** START Dataset entries **

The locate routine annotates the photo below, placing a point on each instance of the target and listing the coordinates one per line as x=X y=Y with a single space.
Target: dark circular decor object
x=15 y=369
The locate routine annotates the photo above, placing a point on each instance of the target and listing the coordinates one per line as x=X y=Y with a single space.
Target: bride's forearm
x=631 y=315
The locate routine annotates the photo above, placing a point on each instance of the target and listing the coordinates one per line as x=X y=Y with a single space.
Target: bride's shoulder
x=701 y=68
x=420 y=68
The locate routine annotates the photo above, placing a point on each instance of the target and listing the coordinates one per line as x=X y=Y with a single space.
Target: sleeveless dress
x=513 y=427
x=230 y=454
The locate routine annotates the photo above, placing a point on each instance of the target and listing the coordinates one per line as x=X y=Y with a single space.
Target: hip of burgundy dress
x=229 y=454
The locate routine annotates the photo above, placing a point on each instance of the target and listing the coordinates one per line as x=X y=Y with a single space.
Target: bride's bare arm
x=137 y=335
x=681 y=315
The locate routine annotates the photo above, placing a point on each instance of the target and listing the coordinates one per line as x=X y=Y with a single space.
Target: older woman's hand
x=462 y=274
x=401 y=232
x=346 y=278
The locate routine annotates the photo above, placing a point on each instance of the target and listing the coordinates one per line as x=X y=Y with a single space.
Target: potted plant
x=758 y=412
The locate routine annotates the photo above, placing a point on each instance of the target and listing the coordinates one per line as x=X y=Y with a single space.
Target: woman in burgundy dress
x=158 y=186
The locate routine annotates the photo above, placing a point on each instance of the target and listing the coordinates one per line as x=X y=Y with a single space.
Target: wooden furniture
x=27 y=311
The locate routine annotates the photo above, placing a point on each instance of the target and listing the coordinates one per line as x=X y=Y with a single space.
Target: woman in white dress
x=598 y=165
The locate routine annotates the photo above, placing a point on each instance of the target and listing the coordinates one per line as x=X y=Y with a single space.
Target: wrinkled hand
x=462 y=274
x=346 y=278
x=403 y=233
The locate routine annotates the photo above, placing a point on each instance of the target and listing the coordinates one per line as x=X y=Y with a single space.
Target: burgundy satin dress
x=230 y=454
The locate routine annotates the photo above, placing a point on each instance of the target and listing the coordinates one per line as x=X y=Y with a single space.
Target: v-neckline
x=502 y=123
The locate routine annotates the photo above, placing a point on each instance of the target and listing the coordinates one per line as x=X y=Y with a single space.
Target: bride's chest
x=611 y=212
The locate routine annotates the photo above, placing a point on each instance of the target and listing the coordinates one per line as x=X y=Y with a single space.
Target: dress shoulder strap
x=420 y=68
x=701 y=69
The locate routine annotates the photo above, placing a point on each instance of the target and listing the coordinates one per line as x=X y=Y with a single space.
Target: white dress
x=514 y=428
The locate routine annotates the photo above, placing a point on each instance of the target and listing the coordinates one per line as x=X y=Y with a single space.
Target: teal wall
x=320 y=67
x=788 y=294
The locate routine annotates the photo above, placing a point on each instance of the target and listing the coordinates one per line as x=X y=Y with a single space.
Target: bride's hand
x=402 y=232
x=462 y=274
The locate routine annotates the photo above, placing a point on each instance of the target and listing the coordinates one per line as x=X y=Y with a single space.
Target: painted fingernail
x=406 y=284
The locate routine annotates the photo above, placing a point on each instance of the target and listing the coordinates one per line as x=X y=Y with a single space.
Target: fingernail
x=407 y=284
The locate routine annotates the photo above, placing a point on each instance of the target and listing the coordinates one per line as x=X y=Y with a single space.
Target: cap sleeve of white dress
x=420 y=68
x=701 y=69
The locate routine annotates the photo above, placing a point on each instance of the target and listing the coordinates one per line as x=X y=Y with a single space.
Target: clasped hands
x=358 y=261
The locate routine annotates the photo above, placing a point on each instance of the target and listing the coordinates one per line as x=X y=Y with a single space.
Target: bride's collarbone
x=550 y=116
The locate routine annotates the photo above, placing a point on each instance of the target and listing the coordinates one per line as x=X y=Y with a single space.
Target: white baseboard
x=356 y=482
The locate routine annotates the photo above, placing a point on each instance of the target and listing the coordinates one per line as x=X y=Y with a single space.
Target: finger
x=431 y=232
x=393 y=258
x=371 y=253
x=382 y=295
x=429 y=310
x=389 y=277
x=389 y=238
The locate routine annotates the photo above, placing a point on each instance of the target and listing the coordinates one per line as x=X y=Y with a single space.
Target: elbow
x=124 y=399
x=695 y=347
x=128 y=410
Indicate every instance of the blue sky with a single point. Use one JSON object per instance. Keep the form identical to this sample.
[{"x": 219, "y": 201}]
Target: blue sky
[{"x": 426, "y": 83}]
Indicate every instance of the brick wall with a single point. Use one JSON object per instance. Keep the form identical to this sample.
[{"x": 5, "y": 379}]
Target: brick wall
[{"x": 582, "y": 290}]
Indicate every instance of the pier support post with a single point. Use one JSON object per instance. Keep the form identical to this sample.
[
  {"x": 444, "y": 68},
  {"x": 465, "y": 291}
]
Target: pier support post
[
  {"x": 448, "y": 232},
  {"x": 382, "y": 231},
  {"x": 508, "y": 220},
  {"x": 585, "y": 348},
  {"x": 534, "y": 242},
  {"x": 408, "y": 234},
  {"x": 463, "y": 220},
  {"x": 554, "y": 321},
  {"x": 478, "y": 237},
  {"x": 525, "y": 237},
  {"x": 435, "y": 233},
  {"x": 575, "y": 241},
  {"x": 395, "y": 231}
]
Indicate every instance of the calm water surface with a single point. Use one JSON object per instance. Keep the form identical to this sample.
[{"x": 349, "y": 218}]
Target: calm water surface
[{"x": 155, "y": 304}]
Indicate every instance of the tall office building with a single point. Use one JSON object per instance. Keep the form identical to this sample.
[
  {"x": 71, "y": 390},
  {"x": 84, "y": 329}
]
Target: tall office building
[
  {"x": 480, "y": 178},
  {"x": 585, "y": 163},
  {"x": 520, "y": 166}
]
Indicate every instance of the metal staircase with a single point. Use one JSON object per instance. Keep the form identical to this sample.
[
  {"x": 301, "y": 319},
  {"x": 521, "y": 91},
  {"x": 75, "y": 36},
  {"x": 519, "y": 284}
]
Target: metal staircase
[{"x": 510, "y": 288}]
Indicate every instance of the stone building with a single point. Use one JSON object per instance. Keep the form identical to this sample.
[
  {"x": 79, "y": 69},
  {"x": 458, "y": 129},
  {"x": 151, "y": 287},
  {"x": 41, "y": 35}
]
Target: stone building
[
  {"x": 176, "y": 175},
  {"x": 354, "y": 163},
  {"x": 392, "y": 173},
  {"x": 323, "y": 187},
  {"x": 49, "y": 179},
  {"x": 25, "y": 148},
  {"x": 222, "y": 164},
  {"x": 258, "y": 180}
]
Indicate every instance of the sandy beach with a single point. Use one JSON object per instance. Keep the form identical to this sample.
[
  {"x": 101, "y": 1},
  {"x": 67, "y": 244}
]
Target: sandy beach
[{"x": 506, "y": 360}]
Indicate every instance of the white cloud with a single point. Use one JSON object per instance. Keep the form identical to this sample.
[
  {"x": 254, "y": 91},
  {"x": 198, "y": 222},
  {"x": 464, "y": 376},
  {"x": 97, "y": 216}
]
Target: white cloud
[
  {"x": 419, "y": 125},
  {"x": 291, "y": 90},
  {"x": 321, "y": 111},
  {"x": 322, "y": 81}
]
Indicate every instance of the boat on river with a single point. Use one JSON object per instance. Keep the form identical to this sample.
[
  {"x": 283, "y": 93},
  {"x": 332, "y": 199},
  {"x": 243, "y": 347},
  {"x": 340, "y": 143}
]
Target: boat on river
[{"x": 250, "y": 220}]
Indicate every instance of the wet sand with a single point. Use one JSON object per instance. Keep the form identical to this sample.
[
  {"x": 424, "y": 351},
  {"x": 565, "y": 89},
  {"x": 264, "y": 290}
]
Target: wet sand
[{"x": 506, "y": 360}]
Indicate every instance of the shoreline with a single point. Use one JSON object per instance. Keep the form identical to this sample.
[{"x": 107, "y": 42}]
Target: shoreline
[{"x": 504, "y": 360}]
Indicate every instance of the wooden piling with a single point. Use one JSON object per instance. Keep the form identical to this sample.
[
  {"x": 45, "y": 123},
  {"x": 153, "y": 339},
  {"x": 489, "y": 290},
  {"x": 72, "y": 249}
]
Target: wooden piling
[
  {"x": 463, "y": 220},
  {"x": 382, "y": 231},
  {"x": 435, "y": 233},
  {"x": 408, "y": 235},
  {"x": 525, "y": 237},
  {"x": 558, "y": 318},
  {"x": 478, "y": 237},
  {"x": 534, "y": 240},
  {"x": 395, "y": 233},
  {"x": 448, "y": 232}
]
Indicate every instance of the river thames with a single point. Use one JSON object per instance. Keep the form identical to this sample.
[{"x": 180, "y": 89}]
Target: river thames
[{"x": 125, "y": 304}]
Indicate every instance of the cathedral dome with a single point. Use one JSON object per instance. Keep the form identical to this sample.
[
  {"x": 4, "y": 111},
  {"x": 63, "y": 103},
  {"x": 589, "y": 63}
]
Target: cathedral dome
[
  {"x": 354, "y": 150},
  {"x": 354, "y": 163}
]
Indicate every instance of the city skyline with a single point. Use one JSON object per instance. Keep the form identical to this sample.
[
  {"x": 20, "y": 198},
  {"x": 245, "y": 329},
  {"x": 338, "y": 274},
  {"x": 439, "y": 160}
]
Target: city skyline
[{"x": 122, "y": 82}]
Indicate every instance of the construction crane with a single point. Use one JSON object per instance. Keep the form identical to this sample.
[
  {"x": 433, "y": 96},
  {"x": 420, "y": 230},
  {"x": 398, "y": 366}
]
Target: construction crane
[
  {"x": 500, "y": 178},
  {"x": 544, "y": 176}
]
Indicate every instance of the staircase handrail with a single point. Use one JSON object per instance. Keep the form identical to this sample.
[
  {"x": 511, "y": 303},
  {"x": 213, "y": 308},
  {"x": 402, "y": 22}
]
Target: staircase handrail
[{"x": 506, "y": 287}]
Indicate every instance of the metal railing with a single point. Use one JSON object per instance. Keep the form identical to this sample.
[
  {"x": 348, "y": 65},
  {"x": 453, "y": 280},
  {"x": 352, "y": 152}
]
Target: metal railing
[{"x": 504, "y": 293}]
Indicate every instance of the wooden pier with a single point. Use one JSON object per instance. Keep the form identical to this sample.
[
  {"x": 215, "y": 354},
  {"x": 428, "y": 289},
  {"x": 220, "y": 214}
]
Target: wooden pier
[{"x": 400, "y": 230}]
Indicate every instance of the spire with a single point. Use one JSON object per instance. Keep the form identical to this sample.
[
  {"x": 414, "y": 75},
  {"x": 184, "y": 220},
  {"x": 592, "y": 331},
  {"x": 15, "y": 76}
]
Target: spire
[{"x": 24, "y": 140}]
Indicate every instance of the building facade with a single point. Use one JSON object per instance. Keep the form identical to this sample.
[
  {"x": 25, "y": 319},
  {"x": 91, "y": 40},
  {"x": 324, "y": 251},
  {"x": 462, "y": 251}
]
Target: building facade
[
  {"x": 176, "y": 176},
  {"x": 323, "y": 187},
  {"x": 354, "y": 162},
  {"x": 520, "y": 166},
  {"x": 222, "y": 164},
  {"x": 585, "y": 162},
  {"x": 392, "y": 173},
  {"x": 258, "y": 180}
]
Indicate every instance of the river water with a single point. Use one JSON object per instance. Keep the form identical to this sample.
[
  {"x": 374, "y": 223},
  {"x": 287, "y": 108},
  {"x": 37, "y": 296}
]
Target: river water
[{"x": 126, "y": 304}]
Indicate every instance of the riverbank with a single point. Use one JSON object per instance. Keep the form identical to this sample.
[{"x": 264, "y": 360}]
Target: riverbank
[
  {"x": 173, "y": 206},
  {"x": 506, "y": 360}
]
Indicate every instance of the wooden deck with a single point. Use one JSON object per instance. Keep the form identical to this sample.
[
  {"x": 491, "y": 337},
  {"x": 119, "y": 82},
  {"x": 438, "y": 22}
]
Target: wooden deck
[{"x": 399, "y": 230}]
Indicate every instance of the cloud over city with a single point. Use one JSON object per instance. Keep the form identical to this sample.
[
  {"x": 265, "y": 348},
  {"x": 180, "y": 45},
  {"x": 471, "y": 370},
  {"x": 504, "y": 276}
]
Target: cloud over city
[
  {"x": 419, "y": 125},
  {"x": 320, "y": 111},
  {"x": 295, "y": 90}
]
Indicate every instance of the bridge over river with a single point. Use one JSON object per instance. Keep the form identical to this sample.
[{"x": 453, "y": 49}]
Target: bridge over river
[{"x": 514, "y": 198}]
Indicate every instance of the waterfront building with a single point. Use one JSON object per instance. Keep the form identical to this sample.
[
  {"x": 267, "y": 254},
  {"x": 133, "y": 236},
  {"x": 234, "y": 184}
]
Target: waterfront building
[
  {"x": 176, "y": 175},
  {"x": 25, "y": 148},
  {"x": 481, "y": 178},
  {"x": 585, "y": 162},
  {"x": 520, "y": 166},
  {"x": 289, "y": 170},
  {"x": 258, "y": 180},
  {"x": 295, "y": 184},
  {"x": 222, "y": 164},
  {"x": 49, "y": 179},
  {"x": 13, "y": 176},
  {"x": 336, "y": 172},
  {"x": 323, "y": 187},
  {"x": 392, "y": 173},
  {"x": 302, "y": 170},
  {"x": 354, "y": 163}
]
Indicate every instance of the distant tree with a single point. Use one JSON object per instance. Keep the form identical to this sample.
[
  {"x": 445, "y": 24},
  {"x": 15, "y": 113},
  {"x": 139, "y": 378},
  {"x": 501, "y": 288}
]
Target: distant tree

** END Dataset entries **

Task description: Give back, exactly as written, the lines from the one with "Indicate every instance of the waterfront" to the last line.

Solution:
Indicate every instance of the waterfront building with a single point. Use one JSON object per instance. Keep the form identical to this sample.
[
  {"x": 267, "y": 254},
  {"x": 133, "y": 236},
  {"x": 234, "y": 184}
]
Target: waterfront building
[
  {"x": 176, "y": 175},
  {"x": 25, "y": 148},
  {"x": 481, "y": 178},
  {"x": 585, "y": 162},
  {"x": 520, "y": 166},
  {"x": 289, "y": 170},
  {"x": 258, "y": 180},
  {"x": 295, "y": 184},
  {"x": 222, "y": 164},
  {"x": 49, "y": 179},
  {"x": 13, "y": 176},
  {"x": 336, "y": 172},
  {"x": 323, "y": 187},
  {"x": 392, "y": 173},
  {"x": 302, "y": 170},
  {"x": 354, "y": 163}
]
Indicate every instance of the distant tree with a single point. Use one JSON object per instance. Keep the form identical to this sample.
[
  {"x": 445, "y": 24},
  {"x": 15, "y": 113},
  {"x": 139, "y": 378},
  {"x": 501, "y": 288}
]
Target: distant tree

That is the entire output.